Annotation records:
-------

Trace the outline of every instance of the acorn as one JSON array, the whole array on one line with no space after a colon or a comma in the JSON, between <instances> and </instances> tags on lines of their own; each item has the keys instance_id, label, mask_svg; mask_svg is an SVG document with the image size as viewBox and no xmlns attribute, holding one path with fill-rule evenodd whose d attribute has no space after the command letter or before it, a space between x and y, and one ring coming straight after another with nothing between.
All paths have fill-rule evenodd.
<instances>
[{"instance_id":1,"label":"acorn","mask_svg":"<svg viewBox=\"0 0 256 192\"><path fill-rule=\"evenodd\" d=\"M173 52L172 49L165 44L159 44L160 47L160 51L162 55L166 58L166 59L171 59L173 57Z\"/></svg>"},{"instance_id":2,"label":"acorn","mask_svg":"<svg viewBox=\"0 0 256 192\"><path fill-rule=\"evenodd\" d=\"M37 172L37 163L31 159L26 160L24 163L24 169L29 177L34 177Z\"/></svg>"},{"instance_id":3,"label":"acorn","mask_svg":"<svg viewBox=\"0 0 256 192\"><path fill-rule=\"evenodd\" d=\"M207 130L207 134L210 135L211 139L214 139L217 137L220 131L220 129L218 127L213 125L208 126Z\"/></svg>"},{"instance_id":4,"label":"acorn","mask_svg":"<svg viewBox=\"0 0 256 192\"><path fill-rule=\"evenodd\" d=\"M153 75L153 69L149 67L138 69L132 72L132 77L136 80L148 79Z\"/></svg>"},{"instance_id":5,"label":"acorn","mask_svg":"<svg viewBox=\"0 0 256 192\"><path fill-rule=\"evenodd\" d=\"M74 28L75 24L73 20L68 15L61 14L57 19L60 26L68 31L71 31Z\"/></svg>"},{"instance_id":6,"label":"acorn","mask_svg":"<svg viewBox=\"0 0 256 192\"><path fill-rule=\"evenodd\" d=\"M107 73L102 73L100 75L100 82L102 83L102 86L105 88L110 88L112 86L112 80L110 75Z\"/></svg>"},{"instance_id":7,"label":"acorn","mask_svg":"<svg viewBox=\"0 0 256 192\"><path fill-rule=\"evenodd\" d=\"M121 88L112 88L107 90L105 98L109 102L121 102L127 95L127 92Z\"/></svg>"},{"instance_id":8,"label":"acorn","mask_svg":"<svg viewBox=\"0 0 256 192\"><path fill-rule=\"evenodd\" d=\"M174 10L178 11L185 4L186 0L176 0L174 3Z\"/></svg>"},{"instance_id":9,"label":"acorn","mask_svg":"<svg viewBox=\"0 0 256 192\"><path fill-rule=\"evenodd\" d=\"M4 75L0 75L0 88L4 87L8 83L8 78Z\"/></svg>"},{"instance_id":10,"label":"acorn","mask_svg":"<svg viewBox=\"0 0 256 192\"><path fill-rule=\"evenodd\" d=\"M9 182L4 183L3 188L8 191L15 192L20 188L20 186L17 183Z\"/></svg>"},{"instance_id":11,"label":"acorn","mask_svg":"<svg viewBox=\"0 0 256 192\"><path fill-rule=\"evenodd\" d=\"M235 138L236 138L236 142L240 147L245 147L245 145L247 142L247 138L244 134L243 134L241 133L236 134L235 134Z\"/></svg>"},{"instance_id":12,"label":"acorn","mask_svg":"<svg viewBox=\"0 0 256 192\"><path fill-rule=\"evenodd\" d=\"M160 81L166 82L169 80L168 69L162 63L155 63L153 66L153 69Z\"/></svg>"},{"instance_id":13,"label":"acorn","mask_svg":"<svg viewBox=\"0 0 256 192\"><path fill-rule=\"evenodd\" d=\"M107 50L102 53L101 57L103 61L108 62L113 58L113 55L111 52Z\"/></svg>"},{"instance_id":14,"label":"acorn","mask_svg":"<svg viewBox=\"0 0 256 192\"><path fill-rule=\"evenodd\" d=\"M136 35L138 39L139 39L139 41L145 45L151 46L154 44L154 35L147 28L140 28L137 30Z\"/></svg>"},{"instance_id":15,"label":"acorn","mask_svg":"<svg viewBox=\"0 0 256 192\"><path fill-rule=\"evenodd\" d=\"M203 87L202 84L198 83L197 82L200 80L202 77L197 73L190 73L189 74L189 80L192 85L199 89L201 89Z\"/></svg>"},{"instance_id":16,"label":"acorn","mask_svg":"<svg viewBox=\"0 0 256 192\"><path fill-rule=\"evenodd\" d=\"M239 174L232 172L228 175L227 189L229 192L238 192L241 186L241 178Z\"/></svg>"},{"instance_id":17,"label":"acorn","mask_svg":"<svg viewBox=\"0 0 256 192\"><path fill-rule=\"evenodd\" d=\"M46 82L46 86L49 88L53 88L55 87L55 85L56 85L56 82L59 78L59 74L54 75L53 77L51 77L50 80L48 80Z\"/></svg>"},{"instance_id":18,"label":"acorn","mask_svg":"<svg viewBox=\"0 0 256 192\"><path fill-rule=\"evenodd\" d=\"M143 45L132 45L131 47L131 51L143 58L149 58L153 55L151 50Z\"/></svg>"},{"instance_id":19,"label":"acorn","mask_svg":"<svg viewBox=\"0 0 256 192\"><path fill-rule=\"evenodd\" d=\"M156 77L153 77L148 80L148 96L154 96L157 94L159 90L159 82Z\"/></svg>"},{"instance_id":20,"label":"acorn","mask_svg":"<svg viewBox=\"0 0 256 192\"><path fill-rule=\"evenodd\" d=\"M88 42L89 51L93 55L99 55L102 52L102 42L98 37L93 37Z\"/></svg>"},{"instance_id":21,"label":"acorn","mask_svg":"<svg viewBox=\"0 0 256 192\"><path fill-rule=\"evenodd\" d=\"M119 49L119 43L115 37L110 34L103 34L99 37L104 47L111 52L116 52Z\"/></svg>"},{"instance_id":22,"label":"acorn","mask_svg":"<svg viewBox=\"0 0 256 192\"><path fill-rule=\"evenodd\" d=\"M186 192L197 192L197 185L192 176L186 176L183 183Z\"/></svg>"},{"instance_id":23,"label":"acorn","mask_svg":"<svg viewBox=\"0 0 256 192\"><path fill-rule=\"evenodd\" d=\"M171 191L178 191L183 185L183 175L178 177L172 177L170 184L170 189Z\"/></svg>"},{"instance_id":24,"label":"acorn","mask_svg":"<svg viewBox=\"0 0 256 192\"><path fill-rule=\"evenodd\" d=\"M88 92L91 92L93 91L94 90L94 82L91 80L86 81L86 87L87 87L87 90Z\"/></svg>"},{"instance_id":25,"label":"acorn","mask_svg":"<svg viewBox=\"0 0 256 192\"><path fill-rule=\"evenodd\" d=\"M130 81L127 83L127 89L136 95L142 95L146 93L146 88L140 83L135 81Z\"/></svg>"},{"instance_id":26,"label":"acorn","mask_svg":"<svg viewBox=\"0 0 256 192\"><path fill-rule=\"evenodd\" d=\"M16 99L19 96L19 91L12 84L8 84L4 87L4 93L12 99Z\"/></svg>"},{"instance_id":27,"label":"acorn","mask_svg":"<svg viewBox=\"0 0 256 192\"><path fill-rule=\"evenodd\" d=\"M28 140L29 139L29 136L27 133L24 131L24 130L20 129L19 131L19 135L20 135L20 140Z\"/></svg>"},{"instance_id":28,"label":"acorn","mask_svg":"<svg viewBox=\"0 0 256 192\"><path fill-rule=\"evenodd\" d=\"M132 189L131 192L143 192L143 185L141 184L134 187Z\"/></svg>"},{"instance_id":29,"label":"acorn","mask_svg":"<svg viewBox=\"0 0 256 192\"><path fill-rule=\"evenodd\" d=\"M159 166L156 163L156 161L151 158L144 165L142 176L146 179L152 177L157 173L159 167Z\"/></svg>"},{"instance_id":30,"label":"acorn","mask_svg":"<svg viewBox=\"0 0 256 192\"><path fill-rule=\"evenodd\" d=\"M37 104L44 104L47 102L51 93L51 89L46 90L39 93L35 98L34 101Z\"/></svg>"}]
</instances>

-------

Exercise prompt: Please copy out every line of the material above that contains the string "instances". Case counts.

Correct output:
Trace the outline of every instance of the acorn as one JSON array, the whole array on one line with no space after a colon or a comma in the JSON, between <instances> and </instances> tags on lines of their own; each item has the keys instance_id, label, mask_svg; mask_svg is an SVG document with the image size as viewBox and no xmlns attribute, holding one path with fill-rule evenodd whose d attribute has no space after the command letter or before it, a space between x and y, and one ring coming straight after another with nothing between.
<instances>
</instances>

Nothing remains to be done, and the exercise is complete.